-- Opening Marker --
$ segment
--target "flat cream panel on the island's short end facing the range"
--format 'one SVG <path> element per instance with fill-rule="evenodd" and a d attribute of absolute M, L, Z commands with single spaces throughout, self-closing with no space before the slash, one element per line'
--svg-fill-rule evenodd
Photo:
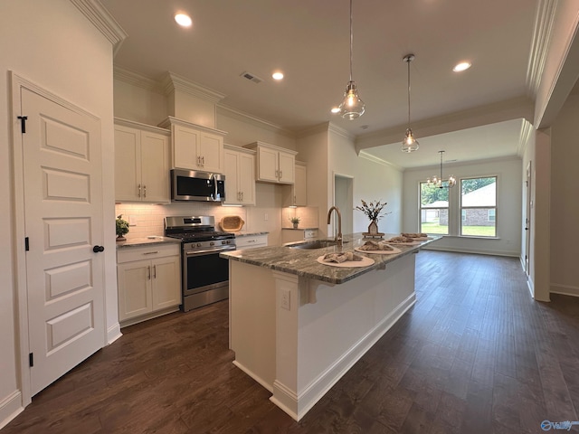
<path fill-rule="evenodd" d="M 230 260 L 229 266 L 233 363 L 272 392 L 276 357 L 275 279 L 271 269 L 236 260 Z"/>

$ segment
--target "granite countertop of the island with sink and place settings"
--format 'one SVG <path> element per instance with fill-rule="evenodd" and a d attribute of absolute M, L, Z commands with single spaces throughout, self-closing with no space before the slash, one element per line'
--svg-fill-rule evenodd
<path fill-rule="evenodd" d="M 384 240 L 396 235 L 400 234 L 385 234 Z M 402 251 L 394 255 L 379 255 L 356 251 L 356 254 L 367 256 L 375 260 L 373 265 L 365 268 L 331 267 L 318 263 L 318 257 L 333 251 L 338 251 L 337 246 L 313 250 L 290 249 L 289 247 L 283 246 L 260 247 L 251 250 L 223 252 L 220 253 L 220 256 L 224 259 L 239 260 L 240 262 L 247 264 L 275 269 L 289 274 L 296 274 L 304 278 L 312 278 L 324 282 L 340 284 L 367 273 L 372 269 L 384 268 L 386 264 L 394 262 L 394 260 L 402 258 L 403 256 L 411 255 L 420 250 L 426 244 L 440 239 L 440 236 L 432 236 L 432 240 L 420 241 L 420 244 L 415 246 L 396 245 L 396 248 Z M 332 239 L 328 238 L 328 240 Z M 342 251 L 353 251 L 356 247 L 362 246 L 365 241 L 367 240 L 364 239 L 362 233 L 345 235 Z"/>

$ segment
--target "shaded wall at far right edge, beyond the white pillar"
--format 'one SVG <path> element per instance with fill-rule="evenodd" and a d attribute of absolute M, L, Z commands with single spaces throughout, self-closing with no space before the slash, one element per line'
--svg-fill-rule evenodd
<path fill-rule="evenodd" d="M 579 95 L 567 99 L 551 127 L 550 290 L 579 296 Z"/>

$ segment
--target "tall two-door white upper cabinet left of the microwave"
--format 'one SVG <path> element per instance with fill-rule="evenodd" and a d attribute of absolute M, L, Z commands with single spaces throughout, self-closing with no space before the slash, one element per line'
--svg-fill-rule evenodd
<path fill-rule="evenodd" d="M 171 202 L 170 132 L 115 118 L 115 200 Z"/>

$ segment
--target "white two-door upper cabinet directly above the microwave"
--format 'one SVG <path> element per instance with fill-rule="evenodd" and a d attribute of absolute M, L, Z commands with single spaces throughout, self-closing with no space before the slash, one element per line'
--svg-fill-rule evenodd
<path fill-rule="evenodd" d="M 223 137 L 227 133 L 173 117 L 159 127 L 171 129 L 172 168 L 223 174 Z"/>

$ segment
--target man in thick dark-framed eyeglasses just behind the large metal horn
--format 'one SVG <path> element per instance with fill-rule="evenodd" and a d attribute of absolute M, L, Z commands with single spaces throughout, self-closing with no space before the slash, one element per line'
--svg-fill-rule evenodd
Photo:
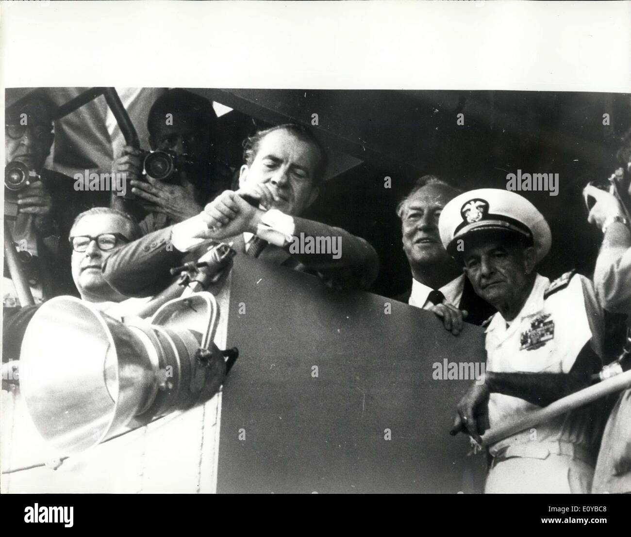
<path fill-rule="evenodd" d="M 134 315 L 138 308 L 151 299 L 127 298 L 114 291 L 105 282 L 101 272 L 103 263 L 112 253 L 141 236 L 133 217 L 109 207 L 95 207 L 76 217 L 69 244 L 73 248 L 73 280 L 81 299 L 119 320 L 123 316 Z M 40 305 L 4 308 L 3 362 L 19 358 L 24 332 Z"/>

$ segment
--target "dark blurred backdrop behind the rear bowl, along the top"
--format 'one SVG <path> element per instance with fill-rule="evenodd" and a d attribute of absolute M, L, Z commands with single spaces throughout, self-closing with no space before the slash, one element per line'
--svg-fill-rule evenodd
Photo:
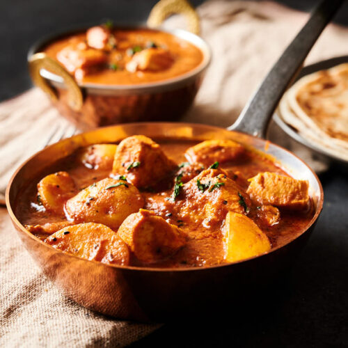
<path fill-rule="evenodd" d="M 204 0 L 191 0 L 194 6 Z M 310 10 L 316 0 L 279 1 L 300 10 Z M 145 22 L 157 0 L 0 0 L 0 101 L 31 86 L 26 53 L 42 35 L 70 26 L 115 22 Z M 348 24 L 348 2 L 335 22 Z"/>

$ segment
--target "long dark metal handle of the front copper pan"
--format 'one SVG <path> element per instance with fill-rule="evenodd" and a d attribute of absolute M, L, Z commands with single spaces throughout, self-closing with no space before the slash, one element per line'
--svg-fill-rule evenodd
<path fill-rule="evenodd" d="M 239 118 L 228 127 L 229 130 L 266 137 L 269 122 L 280 98 L 301 70 L 310 49 L 342 2 L 343 0 L 324 0 L 313 10 L 308 22 L 271 68 L 255 94 L 244 106 Z"/>

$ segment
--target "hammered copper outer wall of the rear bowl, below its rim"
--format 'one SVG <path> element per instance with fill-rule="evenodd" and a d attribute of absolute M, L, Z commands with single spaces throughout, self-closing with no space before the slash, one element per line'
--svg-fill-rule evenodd
<path fill-rule="evenodd" d="M 118 123 L 173 121 L 189 109 L 199 86 L 200 78 L 180 88 L 159 93 L 88 94 L 79 111 L 70 108 L 67 90 L 57 88 L 58 100 L 52 103 L 61 115 L 84 130 Z"/>

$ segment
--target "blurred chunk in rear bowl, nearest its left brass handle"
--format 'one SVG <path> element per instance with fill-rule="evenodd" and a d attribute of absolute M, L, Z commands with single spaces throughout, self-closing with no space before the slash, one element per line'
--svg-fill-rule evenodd
<path fill-rule="evenodd" d="M 57 59 L 68 72 L 78 71 L 78 76 L 88 74 L 95 65 L 102 65 L 107 61 L 107 54 L 98 49 L 84 46 L 84 42 L 72 43 L 57 53 Z"/>

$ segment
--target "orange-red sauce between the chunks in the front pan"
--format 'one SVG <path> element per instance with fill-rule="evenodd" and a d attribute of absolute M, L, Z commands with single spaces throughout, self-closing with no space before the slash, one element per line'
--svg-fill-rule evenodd
<path fill-rule="evenodd" d="M 157 139 L 155 139 L 156 141 Z M 157 141 L 164 153 L 173 159 L 177 164 L 186 162 L 184 152 L 187 148 L 196 145 L 193 141 Z M 216 159 L 218 160 L 218 159 Z M 279 166 L 271 159 L 260 155 L 260 153 L 246 150 L 243 157 L 235 161 L 229 161 L 219 164 L 219 168 L 230 170 L 238 173 L 240 187 L 244 189 L 244 194 L 248 188 L 248 181 L 245 179 L 254 177 L 260 172 L 273 172 L 281 175 L 287 175 Z M 66 221 L 67 218 L 62 214 L 54 214 L 41 209 L 37 200 L 37 184 L 45 177 L 45 175 L 55 173 L 57 171 L 68 172 L 74 182 L 77 184 L 77 189 L 82 190 L 94 182 L 109 177 L 111 168 L 101 170 L 100 168 L 87 168 L 79 161 L 77 154 L 59 161 L 50 168 L 47 168 L 45 173 L 33 180 L 28 187 L 17 198 L 16 215 L 19 221 L 24 225 L 43 225 L 44 223 L 54 223 L 57 221 Z M 156 171 L 156 168 L 153 168 Z M 179 169 L 178 169 L 179 171 Z M 163 258 L 159 262 L 148 264 L 137 260 L 131 253 L 130 265 L 134 266 L 150 266 L 150 267 L 202 267 L 212 264 L 221 264 L 224 260 L 225 247 L 223 245 L 222 226 L 224 219 L 221 219 L 219 225 L 203 226 L 202 221 L 197 219 L 189 219 L 187 216 L 182 216 L 180 213 L 180 204 L 182 197 L 179 195 L 175 202 L 171 201 L 173 197 L 173 186 L 175 175 L 166 180 L 166 182 L 151 190 L 140 189 L 141 195 L 145 199 L 144 209 L 152 210 L 158 216 L 163 217 L 168 223 L 178 226 L 184 234 L 187 242 L 179 250 L 172 255 Z M 288 175 L 287 175 L 288 176 Z M 193 178 L 195 180 L 196 178 Z M 194 182 L 194 183 L 195 183 Z M 216 191 L 221 188 L 217 188 Z M 203 209 L 203 207 L 202 207 Z M 280 221 L 274 226 L 266 226 L 258 219 L 257 204 L 249 207 L 248 217 L 258 224 L 259 228 L 267 235 L 271 248 L 276 248 L 287 244 L 292 239 L 295 239 L 303 230 L 306 229 L 310 219 L 313 218 L 314 209 L 313 203 L 310 202 L 308 209 L 302 210 L 280 210 Z M 117 232 L 117 230 L 115 231 Z M 48 237 L 47 234 L 35 233 L 36 237 L 44 240 Z"/>

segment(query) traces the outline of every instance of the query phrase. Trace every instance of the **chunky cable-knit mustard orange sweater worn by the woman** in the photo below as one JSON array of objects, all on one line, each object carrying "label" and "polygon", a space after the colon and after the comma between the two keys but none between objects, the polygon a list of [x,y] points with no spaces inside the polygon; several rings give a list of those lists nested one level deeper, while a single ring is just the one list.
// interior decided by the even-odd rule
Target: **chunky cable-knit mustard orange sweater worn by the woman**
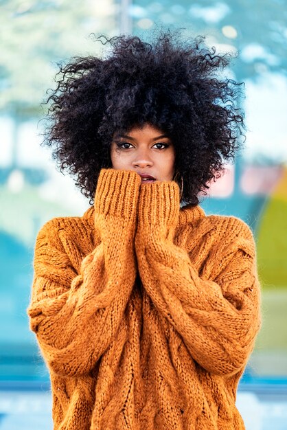
[{"label": "chunky cable-knit mustard orange sweater worn by the woman", "polygon": [[39,232],[28,313],[55,430],[244,429],[255,242],[239,218],[180,209],[174,181],[102,169],[93,207]]}]

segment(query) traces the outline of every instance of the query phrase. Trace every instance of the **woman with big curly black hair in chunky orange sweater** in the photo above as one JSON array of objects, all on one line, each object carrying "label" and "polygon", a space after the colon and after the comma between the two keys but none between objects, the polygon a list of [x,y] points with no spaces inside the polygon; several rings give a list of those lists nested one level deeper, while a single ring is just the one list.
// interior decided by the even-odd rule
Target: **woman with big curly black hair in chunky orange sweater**
[{"label": "woman with big curly black hair in chunky orange sweater", "polygon": [[198,205],[239,148],[240,86],[200,38],[109,43],[63,68],[50,97],[46,142],[91,198],[36,240],[28,313],[54,429],[244,429],[255,243],[242,220]]}]

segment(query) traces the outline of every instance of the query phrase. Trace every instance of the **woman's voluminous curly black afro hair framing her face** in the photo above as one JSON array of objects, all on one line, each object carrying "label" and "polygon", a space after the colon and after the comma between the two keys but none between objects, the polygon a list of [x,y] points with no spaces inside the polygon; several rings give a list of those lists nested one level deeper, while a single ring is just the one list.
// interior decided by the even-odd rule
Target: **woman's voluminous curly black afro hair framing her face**
[{"label": "woman's voluminous curly black afro hair framing her face", "polygon": [[203,36],[182,40],[179,30],[160,32],[151,43],[126,35],[96,40],[111,48],[106,58],[60,65],[43,144],[92,204],[100,170],[112,167],[114,133],[151,124],[172,139],[182,201],[197,205],[241,146],[242,84],[221,73],[231,56],[216,54]]}]

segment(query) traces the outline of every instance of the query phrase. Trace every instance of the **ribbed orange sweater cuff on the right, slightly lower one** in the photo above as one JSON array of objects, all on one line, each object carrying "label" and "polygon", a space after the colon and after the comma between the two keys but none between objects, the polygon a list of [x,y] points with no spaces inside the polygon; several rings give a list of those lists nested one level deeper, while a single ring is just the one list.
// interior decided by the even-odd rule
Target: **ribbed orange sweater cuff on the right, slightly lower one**
[{"label": "ribbed orange sweater cuff on the right, slightly lower one", "polygon": [[141,185],[139,191],[139,227],[176,226],[179,210],[179,185],[174,181],[157,181]]}]

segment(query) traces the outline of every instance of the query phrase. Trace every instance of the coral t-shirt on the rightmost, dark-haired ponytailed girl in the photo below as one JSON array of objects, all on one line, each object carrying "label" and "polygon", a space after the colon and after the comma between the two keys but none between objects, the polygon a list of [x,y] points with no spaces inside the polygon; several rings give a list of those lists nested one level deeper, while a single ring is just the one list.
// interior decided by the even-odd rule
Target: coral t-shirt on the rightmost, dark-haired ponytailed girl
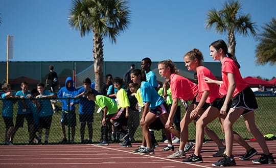
[{"label": "coral t-shirt on the rightmost, dark-haired ponytailed girl", "polygon": [[228,73],[234,74],[234,77],[235,77],[236,88],[232,95],[232,97],[235,97],[239,92],[241,92],[243,89],[245,89],[248,86],[248,83],[246,83],[242,79],[240,70],[236,65],[236,63],[231,58],[225,57],[223,64],[221,66],[221,76],[222,76],[223,85],[226,88],[226,90],[229,87],[229,80],[227,77]]}]

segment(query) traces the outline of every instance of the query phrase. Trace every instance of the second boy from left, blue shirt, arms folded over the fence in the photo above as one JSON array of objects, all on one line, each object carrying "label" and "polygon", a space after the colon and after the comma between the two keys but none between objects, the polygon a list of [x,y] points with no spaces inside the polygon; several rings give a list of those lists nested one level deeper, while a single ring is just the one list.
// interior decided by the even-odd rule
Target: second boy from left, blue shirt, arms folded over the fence
[{"label": "second boy from left, blue shirt, arms folded over the fence", "polygon": [[29,98],[32,93],[28,91],[29,84],[28,82],[22,82],[21,83],[21,89],[16,92],[16,98],[20,98],[20,101],[18,101],[17,106],[17,116],[16,116],[16,122],[15,122],[15,128],[13,131],[13,135],[11,139],[13,140],[15,133],[20,127],[23,127],[24,125],[24,119],[27,119],[28,122],[28,128],[29,128],[29,144],[33,143],[33,131],[34,131],[34,121],[33,121],[33,114],[31,111],[32,101],[31,100],[25,100],[26,98]]}]

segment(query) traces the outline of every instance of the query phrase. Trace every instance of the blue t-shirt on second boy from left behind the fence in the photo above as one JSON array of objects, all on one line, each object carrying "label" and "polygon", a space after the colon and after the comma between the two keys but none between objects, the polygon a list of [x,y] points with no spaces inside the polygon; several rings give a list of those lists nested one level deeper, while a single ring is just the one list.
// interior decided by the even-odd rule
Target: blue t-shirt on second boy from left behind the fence
[{"label": "blue t-shirt on second boy from left behind the fence", "polygon": [[[15,95],[18,95],[18,97],[23,96],[24,98],[28,98],[28,97],[27,97],[28,94],[31,94],[31,95],[32,95],[32,92],[27,91],[26,94],[25,94],[25,93],[23,93],[22,90],[19,90],[19,91],[16,92]],[[21,101],[24,101],[25,105],[28,107],[27,109],[24,107],[24,105],[22,104]],[[19,99],[17,102],[18,102],[17,114],[28,114],[28,113],[32,113],[32,111],[31,111],[31,107],[32,107],[32,105],[33,105],[32,100],[30,100],[30,99],[29,99],[29,100],[27,100],[27,99],[25,99],[25,100],[24,100],[24,99]]]}]

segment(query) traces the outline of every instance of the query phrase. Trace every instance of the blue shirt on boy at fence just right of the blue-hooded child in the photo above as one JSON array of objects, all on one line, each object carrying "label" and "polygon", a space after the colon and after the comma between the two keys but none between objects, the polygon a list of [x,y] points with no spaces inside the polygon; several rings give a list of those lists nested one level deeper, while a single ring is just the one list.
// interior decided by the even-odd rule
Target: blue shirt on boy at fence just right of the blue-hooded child
[{"label": "blue shirt on boy at fence just right of the blue-hooded child", "polygon": [[[80,88],[78,90],[77,95],[84,91],[86,91],[86,89],[84,87]],[[93,89],[93,91],[95,94],[101,94],[95,89]],[[95,110],[95,102],[91,101],[91,100],[89,101],[88,99],[86,99],[85,94],[82,95],[82,98],[84,98],[84,99],[80,99],[80,100],[76,101],[76,103],[80,104],[79,114],[93,114],[94,110]]]}]

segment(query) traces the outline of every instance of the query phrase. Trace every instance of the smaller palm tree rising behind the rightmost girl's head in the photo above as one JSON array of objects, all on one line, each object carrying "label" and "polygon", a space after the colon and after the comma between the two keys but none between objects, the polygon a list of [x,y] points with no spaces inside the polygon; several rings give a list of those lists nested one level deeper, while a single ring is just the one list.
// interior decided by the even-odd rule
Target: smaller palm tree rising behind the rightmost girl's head
[{"label": "smaller palm tree rising behind the rightmost girl's head", "polygon": [[242,4],[240,1],[227,1],[223,5],[222,10],[212,9],[206,14],[205,28],[211,29],[214,27],[217,33],[227,33],[228,35],[228,50],[235,57],[236,37],[235,33],[242,35],[257,35],[256,22],[251,22],[250,15],[242,15],[240,12]]}]

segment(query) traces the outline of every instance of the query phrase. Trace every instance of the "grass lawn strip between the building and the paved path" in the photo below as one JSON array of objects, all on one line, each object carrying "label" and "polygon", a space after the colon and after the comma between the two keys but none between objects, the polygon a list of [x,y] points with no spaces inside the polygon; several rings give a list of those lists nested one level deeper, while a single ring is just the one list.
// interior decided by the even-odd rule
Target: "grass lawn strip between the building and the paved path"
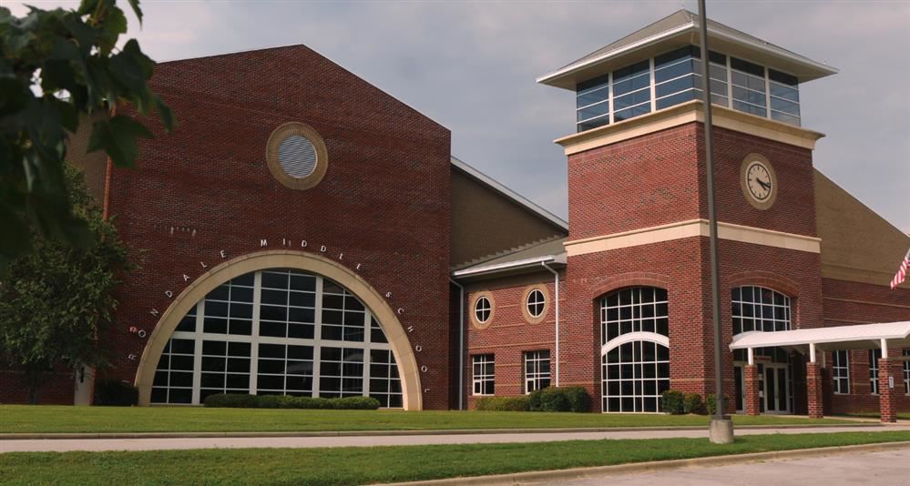
[{"label": "grass lawn strip between the building and the paved path", "polygon": [[[0,406],[0,433],[316,430],[553,429],[707,426],[700,415],[508,411],[272,410],[201,407]],[[846,420],[734,416],[736,425],[833,424]]]}]

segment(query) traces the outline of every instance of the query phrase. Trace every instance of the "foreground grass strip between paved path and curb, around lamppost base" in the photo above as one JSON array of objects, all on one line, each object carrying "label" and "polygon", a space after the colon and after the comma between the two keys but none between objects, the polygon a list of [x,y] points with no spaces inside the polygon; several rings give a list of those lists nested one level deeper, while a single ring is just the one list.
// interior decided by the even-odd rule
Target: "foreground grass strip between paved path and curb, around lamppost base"
[{"label": "foreground grass strip between paved path and curb, around lamppost base", "polygon": [[910,432],[329,449],[8,452],[5,484],[363,484],[910,440]]}]

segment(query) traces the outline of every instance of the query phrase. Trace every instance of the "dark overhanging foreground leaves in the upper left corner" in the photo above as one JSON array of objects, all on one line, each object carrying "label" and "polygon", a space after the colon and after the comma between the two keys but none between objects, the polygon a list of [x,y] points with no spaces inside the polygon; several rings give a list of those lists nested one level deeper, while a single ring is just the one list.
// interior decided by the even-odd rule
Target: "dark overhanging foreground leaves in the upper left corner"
-- Closing Marker --
Using the listing above, gather each line that holds the string "bowl" and copy it.

--target "dark blurred backdrop behind the rear bowl, along the top"
--target "hammered copper outer wall of the rear bowl, below its rim"
--target "blurred chunk in rear bowl, nearest its left brass handle"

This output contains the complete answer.